▶ _TEXTE FOURNI_
»»

Selon les moyens disponibles et la pression extérieure (médiatique ou autre), votre stratégie pourra suivre celle de la SOBEPS avec un focus sur les cas rapprochés, ou correspondant à un portrait robot, ou les observateurs les plus crédibles. Une méthode à expérimenter serait le "tirage au sort" d'un nombre d'enquêtes complètes à réaliser à partir des signalements filtrés de la base de données, selon l'effectif des enquêteurs dans une zone et une période déterminée. La méthode aléatoire nous semble plus scientifique que la sélection orientée par critères pour l'observation d'un phénomène aussi complexe que les ovnis. C'est celle qui est utilisée en statistique pour tester des médicaments ou d'autres phénomènes.
Dans tous les cas, il ne faut pas abaisser le niveau d'exigence dans le traitement des cas, même si la tentation est grande. Il faut faire le maximum et aller aussi loin que possible de suite, pour chaque cas que l'on décide d'enquêter. Car dans l'avenir, le temps ou les moyens de contrôle ne seront peut-être plus disponibles. Mieux vaut un faible nombre de cas complètement investigués qu'un grand nombre d'informations pleines de questions en suspens.
C'est le responsable des enquêtes qui choisit les enquêteurs pour chaque cas qui sera investigué. Nous suggérons une logique géographique liée à la proximité. En effet, les enquêteurs locaux connaissent mieux l'environnement et les habitudes des régionaux. Cela évite aussi de trop longs déplacements et le frein qu'ils entraînent, s'il faut compléter l'information de terrain. Nous vous invitons à former des duos d'enquêteurs contrastés (formation, âge, sexe...).
Envoyer les enquêteurs les plus compétents pour les cas les plus complexes est une tentation forte. Mais ce faisant, vous ne permettez pas aux autres enquêteurs, moins chevronnés de développer leurs compétences et cela risque aussi d'entraîner des conlits dans le groupe. Une alternative appréciée par les enquêteurs novices est de leur adjoindre un enquêteur chevronné.
L'important est de ne pas se laisser prendre au dépourvu dans la mesure du possible. Il vaut mieux prévoir une stratégie par avance même si on sait que les scénarios que l'on imagine seront, bien souvent, différents de la réalité. Au moins, il y aura une préparation réflexive préalable. L'enquêteur ufologue et le responsable d'enquêtes doivent être aussi des praticiens réflexifs.

««

▶ _TRAVAIL À FAIRE_
**1.** Recopiez mot pour mot, dans le texte sur les enquêtes ufologiques, l'extrait allant de « Dans tous les » jusqu'à « questions en suspens. ».
**2.** Pour chacune des affirmations suivantes, indiquez par oui ou par non si elle concorde avec le texte sur les enquêtes ufologiques, en citant à l'identique les mots qui permettent de trancher. (a) Le texte juge la méthode aléatoire plus scientifique que la sélection par critères. (b) Le texte recommande d'envoyer les enquêteurs les plus compétents sur les cas les plus complexes. (c) Le choix des enquêteurs pour chaque cas revient au responsable des enquêtes.

▶ _DONNÉES PRÉSENTÉES_

»»

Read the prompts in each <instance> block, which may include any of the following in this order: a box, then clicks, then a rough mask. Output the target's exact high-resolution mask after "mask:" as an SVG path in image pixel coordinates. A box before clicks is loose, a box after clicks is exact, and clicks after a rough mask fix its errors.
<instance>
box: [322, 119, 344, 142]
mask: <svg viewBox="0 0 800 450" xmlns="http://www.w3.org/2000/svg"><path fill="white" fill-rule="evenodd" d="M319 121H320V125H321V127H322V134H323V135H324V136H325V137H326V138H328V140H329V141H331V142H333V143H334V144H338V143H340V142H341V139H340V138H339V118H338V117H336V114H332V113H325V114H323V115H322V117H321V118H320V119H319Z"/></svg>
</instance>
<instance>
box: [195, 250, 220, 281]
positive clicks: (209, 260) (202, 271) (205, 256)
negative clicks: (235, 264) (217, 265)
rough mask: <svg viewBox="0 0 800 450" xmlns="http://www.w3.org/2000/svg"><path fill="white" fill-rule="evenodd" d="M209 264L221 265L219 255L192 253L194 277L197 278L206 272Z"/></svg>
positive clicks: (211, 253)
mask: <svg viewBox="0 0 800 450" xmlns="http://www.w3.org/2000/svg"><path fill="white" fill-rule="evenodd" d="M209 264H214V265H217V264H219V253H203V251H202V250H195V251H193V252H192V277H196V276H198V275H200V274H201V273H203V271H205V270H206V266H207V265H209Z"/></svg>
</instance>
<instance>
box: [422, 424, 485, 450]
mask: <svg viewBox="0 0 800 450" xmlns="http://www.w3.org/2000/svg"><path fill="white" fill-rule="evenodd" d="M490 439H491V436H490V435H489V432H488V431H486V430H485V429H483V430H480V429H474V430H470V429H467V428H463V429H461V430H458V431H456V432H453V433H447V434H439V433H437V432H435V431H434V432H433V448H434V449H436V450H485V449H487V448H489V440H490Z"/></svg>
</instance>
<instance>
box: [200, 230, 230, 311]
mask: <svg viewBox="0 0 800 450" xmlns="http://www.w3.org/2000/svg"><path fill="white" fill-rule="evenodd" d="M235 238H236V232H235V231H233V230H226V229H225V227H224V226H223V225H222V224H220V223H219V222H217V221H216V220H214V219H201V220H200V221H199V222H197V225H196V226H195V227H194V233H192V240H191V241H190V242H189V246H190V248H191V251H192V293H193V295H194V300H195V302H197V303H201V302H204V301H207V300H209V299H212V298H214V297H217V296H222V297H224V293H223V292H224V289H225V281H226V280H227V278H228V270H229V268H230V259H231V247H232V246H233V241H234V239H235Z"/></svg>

««

▶ _CORRIGÉ_
**1.**
Dans tous les cas, il ne faut pas abaisser le niveau d'exigence dans le traitement des cas, même si la tentation est grande. Il faut faire le maximum et aller aussi loin que possible de suite, pour chaque cas que l'on décide d'enquêter. Car dans l'avenir, le temps ou les moyens de contrôle ne seront peut-être plus disponibles. Mieux vaut un faible nombre de cas complètement investigués qu'un grand nombre d'informations pleines de questions en suspens.

**2.**
(a) Oui : « La méthode aléatoire nous semble plus scientifique que la sélection orientée par critères »
(b) Non : « Envoyer les enquêteurs les plus compétents pour les cas les plus complexes est une tentation forte. Mais ce faisant, vous ne permettez pas aux autres enquêteurs, moins chevronnés de développer leurs compétences »
(c) Oui : « C'est le responsable des enquêtes qui choisit les enquêteurs pour chaque cas qui sera investigué. »